L.P: In what way has the vinery been affected by the drought and what measurements have you taken to alleviate it?
H.B: We are lucky to have a few lakes on the property that my husband dug back in the 1970’s and that is where all our water for the grapes comes from. The last few years the soils have been drier so the wines produced have been much more concentrated from the vines being stressed. This year we are supposed to get a lot of rain so we are hoping it will fill up the groundwater. I know my son John, who manages the ranch, now has been doing a few things to cut back on our water use. We use drip irrigation instead of sprinklers and are slowly moving over some blocks to dry farming. You have to do this slowly though, you can’t do it quick or you will shock the vine, especially in really dry years.
L.P: How did it make you feel to hear Mike Grgich saying yours were the most beautiful grapes he ever saw in his life? And winning the Paris tasting?

_EXTRACTED MATERIAL_.
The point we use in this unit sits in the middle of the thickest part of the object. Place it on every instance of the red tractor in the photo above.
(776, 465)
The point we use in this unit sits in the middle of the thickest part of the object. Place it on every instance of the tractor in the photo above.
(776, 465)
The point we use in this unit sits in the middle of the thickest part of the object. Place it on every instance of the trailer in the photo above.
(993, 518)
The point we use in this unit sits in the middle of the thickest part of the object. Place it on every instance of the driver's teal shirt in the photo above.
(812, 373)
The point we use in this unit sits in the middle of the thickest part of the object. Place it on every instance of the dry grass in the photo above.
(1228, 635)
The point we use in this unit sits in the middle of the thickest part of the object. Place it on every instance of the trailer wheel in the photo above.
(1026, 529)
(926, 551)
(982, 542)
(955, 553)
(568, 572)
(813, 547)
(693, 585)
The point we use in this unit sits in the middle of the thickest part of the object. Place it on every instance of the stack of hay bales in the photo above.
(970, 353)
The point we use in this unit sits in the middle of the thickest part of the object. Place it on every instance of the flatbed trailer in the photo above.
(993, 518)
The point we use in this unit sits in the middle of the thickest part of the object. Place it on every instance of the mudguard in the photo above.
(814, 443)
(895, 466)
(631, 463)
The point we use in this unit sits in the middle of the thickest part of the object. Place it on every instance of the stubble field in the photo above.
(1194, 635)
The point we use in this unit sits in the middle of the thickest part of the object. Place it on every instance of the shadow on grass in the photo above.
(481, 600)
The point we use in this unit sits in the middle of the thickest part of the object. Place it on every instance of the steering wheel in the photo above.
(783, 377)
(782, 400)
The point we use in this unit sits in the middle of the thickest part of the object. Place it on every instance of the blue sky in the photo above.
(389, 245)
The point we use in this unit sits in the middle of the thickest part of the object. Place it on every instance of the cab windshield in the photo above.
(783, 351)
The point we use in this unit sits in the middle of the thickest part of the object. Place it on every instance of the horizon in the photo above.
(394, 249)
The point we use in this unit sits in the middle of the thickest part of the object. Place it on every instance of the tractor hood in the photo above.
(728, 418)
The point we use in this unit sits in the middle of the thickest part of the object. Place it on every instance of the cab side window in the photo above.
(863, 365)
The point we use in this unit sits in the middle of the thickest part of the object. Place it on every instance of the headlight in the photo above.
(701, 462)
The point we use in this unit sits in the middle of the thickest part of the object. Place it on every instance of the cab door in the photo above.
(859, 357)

_TASK INSTRUCTIONS_. Please copy the interview word for word, from "H.B: We are" to "really dry years.".

_SOLUTION FOR THIS TASK_.
H.B: We are lucky to have a few lakes on the property that my husband dug back in the 1970’s and that is where all our water for the grapes comes from. The last few years the soils have been drier so the wines produced have been much more concentrated from the vines being stressed. This year we are supposed to get a lot of rain so we are hoping it will fill up the groundwater. I know my son John, who manages the ranch, now has been doing a few things to cut back on our water use. We use drip irrigation instead of sprinklers and are slowly moving over some blocks to dry farming. You have to do this slowly though, you can’t do it quick or you will shock the vine, especially in really dry years.